**REQUIRED TASK:**
Copy everything below verbatim, from the line containing "Mark each instance of the woman" down to the line containing "x=151 y=227". Include both of those lines and nothing else.

**SUPPLIED ENTRIES:**
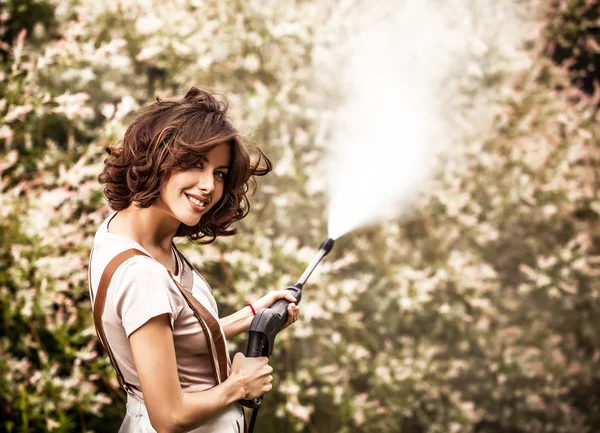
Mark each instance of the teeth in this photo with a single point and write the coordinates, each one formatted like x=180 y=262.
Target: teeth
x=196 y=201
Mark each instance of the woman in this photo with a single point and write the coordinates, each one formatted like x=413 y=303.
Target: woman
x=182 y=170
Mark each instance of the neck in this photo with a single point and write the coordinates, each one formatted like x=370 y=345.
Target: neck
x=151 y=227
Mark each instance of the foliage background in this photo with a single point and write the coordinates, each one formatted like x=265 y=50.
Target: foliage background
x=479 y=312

--

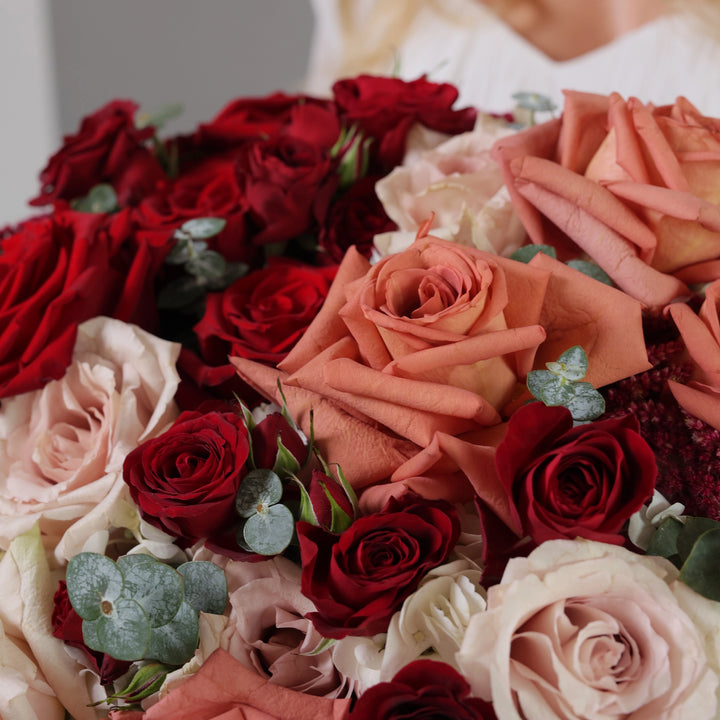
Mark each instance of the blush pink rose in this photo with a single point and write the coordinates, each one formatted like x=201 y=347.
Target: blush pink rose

**OUTPUT OF THE TASK:**
Mark each instance of the woman in this photo with a single point and write the coordinates, each one formatted like x=413 y=303.
Target: woman
x=182 y=170
Mark each instance of the neck in this photo with a single point and write the coordinates, each one formatted like x=370 y=345.
Target: neck
x=151 y=227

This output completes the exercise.